■ Task goal ■
Beginning with the line where "temple roof in the photo above." appears, retype every remaining line of the data below, both the first and last included.

■ Data extract ■
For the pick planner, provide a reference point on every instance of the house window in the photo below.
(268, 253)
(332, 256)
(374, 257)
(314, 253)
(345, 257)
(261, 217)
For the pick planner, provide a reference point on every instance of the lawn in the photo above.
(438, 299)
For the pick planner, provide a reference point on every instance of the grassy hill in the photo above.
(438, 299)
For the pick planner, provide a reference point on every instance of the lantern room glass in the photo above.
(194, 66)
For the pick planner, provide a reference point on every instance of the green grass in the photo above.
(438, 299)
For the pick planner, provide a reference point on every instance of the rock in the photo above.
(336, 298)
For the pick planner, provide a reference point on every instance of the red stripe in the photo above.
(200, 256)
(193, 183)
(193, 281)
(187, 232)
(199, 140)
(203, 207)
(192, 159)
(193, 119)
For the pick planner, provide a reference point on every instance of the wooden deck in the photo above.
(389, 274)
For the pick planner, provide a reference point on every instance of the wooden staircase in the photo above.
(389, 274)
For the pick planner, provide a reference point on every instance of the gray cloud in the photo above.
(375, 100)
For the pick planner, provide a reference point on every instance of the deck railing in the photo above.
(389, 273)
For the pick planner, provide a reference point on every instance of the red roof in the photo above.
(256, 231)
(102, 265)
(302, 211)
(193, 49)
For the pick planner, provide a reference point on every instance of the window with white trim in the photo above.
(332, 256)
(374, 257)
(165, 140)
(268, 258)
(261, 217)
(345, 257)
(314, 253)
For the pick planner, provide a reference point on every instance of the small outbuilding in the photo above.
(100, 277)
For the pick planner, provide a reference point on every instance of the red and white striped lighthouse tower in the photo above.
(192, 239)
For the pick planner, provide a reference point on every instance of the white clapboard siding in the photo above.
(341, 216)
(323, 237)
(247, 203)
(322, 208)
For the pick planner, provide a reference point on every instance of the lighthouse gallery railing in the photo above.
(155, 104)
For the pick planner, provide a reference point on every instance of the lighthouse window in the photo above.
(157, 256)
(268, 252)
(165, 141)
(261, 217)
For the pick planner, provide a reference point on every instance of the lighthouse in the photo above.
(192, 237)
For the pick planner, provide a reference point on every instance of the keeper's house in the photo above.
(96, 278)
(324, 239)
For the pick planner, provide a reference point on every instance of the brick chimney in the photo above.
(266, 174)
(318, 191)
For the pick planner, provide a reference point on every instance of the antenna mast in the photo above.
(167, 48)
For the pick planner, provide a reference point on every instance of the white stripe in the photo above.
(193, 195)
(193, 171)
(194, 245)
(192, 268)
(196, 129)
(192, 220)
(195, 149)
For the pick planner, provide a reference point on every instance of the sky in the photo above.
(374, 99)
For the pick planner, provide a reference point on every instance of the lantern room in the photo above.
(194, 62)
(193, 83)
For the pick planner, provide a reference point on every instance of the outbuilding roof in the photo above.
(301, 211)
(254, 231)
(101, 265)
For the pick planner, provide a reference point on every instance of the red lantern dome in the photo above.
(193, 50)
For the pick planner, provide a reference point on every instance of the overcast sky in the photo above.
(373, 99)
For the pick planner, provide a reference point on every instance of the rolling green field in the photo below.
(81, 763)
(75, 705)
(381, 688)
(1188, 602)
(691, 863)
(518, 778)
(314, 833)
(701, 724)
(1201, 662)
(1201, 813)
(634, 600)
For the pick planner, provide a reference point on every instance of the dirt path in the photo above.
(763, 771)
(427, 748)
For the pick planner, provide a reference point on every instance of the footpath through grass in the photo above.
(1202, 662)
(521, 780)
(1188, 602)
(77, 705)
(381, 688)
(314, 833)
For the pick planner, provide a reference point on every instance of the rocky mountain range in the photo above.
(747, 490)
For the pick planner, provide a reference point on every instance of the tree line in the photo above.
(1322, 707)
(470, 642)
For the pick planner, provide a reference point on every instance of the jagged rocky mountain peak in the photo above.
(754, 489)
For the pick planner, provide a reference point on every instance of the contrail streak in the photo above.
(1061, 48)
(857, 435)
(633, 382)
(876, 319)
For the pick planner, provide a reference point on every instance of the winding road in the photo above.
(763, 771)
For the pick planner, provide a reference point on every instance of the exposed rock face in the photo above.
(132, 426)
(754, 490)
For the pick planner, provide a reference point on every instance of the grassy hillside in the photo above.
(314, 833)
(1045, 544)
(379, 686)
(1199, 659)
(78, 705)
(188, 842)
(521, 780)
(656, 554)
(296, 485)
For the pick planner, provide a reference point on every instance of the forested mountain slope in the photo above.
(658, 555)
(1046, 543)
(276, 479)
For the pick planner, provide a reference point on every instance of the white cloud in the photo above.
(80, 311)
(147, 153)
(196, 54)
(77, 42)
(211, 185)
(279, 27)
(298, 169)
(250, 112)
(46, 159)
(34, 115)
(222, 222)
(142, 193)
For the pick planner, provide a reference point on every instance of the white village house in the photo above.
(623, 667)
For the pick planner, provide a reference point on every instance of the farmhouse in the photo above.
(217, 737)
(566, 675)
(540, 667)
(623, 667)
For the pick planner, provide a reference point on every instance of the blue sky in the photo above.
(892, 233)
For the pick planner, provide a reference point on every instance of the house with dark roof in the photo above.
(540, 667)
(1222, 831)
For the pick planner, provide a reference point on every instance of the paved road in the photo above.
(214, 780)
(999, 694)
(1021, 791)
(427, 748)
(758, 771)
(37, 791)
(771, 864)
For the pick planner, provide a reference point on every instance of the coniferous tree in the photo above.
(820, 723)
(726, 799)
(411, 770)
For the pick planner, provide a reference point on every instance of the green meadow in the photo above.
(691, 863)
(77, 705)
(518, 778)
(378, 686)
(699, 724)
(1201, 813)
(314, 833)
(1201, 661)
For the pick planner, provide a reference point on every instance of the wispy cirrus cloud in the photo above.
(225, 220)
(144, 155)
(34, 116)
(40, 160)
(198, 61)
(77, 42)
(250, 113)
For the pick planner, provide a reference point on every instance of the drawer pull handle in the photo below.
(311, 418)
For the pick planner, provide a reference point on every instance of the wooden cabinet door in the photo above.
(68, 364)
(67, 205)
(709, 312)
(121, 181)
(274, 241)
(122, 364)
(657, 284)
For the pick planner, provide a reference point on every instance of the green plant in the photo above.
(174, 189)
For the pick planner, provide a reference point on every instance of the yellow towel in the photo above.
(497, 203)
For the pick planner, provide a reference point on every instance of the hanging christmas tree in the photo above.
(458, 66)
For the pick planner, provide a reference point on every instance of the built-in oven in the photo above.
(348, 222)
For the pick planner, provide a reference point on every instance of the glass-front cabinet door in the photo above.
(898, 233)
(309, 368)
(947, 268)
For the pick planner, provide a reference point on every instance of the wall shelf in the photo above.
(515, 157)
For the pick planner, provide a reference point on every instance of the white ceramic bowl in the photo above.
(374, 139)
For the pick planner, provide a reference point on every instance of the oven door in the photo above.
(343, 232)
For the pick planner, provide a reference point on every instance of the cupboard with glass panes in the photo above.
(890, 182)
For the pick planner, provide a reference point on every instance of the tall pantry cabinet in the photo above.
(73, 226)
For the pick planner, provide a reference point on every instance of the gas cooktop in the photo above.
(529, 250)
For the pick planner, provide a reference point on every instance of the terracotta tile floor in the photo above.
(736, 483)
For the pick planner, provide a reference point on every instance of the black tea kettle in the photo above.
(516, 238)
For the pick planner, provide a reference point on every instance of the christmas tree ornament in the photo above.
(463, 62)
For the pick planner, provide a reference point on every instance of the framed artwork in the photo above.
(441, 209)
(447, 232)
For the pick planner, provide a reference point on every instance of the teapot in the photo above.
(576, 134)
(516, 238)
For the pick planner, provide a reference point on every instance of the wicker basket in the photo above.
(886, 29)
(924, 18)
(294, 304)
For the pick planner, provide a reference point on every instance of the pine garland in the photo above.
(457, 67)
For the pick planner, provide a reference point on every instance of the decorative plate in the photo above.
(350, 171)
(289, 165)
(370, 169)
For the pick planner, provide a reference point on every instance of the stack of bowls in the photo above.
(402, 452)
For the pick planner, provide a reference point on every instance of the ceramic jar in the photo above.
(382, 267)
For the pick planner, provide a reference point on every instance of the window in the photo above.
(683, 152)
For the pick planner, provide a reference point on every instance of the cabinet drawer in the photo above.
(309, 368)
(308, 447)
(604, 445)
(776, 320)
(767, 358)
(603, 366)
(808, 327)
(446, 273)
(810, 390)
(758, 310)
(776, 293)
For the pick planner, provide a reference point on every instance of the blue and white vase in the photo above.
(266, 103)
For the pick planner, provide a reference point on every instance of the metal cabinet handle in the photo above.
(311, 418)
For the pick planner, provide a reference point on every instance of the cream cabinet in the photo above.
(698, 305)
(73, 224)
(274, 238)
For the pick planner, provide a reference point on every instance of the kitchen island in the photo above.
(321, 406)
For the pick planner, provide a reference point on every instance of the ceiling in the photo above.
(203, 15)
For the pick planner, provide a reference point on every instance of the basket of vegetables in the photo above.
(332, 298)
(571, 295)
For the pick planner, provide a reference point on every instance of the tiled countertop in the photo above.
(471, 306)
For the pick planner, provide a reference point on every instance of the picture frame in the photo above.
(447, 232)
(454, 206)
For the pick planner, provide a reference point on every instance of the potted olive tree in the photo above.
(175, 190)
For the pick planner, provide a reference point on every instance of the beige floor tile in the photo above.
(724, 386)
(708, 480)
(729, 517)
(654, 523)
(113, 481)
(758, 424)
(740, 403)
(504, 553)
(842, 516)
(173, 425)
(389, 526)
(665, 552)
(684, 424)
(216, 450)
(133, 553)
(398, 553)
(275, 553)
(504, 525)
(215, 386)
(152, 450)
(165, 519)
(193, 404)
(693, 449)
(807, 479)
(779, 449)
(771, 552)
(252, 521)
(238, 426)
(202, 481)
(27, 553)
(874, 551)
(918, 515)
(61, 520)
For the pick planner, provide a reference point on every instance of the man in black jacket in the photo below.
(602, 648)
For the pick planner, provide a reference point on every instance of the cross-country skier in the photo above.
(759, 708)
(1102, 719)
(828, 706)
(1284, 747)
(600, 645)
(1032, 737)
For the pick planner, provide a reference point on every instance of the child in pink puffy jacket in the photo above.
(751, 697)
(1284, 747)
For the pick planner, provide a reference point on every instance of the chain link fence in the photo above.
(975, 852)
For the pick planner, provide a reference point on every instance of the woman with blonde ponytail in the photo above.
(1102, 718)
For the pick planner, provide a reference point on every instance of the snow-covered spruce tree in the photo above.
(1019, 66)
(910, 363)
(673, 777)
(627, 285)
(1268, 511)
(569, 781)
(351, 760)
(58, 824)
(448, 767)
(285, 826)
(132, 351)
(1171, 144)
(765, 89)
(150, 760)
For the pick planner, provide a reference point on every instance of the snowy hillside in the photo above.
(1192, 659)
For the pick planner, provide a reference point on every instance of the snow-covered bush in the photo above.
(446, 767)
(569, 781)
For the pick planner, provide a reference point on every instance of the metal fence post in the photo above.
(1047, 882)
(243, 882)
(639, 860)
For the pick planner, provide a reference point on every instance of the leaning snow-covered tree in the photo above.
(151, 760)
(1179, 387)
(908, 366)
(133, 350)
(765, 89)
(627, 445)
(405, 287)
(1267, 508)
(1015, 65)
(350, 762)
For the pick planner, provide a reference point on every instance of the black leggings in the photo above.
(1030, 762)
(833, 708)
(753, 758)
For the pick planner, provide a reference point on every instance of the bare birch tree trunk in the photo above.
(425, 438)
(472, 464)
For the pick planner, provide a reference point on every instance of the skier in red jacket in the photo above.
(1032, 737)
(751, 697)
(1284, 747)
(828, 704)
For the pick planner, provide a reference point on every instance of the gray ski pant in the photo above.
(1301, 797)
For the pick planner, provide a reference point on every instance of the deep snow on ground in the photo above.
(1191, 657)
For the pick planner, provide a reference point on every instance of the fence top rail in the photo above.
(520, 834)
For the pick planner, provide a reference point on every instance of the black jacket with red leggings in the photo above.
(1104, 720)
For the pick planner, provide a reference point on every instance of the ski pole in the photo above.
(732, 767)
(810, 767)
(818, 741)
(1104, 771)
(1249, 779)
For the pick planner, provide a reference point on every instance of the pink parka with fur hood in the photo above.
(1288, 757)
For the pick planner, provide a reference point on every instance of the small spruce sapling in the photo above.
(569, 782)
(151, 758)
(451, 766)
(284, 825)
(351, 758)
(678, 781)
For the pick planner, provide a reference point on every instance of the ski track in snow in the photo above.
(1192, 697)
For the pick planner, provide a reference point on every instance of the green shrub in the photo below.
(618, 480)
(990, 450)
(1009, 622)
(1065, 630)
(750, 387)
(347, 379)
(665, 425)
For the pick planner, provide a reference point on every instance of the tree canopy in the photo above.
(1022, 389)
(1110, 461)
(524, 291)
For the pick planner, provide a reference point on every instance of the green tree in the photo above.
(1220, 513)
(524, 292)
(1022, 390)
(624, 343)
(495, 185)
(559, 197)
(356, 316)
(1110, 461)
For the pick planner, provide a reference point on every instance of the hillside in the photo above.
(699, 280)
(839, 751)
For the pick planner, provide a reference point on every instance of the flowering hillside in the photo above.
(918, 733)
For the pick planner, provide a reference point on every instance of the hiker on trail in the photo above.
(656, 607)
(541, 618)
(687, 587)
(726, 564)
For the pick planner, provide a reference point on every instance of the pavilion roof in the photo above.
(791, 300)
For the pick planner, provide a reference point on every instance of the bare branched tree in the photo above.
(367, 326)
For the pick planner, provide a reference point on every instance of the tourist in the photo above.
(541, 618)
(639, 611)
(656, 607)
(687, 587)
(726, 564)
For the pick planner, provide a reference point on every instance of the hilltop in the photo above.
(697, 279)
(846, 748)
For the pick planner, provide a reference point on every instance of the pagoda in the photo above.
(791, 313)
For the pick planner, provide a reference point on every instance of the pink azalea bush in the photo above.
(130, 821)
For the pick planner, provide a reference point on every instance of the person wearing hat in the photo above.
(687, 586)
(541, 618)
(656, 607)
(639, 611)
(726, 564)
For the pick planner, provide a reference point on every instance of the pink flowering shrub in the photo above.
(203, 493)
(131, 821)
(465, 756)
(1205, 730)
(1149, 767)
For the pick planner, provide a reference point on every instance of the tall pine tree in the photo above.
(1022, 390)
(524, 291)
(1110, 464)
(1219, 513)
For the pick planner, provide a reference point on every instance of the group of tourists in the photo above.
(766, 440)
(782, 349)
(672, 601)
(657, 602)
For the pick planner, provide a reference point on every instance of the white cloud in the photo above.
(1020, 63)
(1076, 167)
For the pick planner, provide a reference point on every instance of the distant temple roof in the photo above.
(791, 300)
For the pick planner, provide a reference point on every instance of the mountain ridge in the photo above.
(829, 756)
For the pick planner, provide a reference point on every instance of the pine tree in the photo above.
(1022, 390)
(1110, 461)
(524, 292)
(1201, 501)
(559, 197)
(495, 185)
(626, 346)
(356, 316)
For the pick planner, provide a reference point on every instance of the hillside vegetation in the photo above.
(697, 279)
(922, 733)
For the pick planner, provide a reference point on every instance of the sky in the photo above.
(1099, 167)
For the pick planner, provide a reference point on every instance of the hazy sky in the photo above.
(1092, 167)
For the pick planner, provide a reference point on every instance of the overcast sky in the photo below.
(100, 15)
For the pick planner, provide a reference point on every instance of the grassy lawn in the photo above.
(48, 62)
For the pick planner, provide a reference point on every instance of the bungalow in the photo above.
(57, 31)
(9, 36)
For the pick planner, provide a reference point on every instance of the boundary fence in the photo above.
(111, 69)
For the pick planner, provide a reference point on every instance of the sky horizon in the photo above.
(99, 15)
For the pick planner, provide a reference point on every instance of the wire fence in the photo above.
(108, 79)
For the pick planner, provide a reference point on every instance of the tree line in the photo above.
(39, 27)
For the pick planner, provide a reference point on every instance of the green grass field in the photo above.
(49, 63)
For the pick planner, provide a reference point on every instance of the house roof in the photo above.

■ Result of the exercise ■
For the pick planner, provide a reference point on every instance of the distant temple roof in the photo above.
(791, 300)
For the pick planner, provide a reference point on every instance of the mountain ridge in the photo above.
(829, 756)
For the pick planner, provide a reference point on every instance of the pine tree in the photo above.
(1022, 390)
(1110, 461)
(524, 292)
(1201, 501)
(559, 197)
(495, 185)
(626, 346)
(356, 316)
For the pick planner, provide a reference point on every instance of the hillside vegetation in the photo above.
(697, 279)
(922, 733)
For the pick planner, provide a reference point on every instance of the sky in the photo above.
(1099, 167)
For the pick planner, provide a reference point on every instance of the hazy sky in the photo above.
(1092, 167)
For the pick planner, provide a reference point on every instance of the overcast sky in the photo below.
(100, 15)
For the pick planner, provide a reference point on every instance of the grassy lawn in the photo above.
(48, 62)
For the pick planner, provide a reference point on every instance of the bungalow in the photo above.
(57, 31)
(9, 36)
For the pick planner, provide a reference point on every instance of the boundary fence in the photo above.
(111, 69)
For the pick planner, provide a reference point on every instance of the sky horizon in the photo above.
(99, 15)
For the pick planner, provide a reference point on every instance of the wire fence in the photo above.
(108, 79)
For the pick planner, provide a reference point on every instance of the tree line in the photo above.
(39, 27)
For the pick planner, provide a reference point on every instance of the green grass field in the photo above.
(49, 63)
For the pick planner, provide a reference point on every instance of the house roof in the photo above.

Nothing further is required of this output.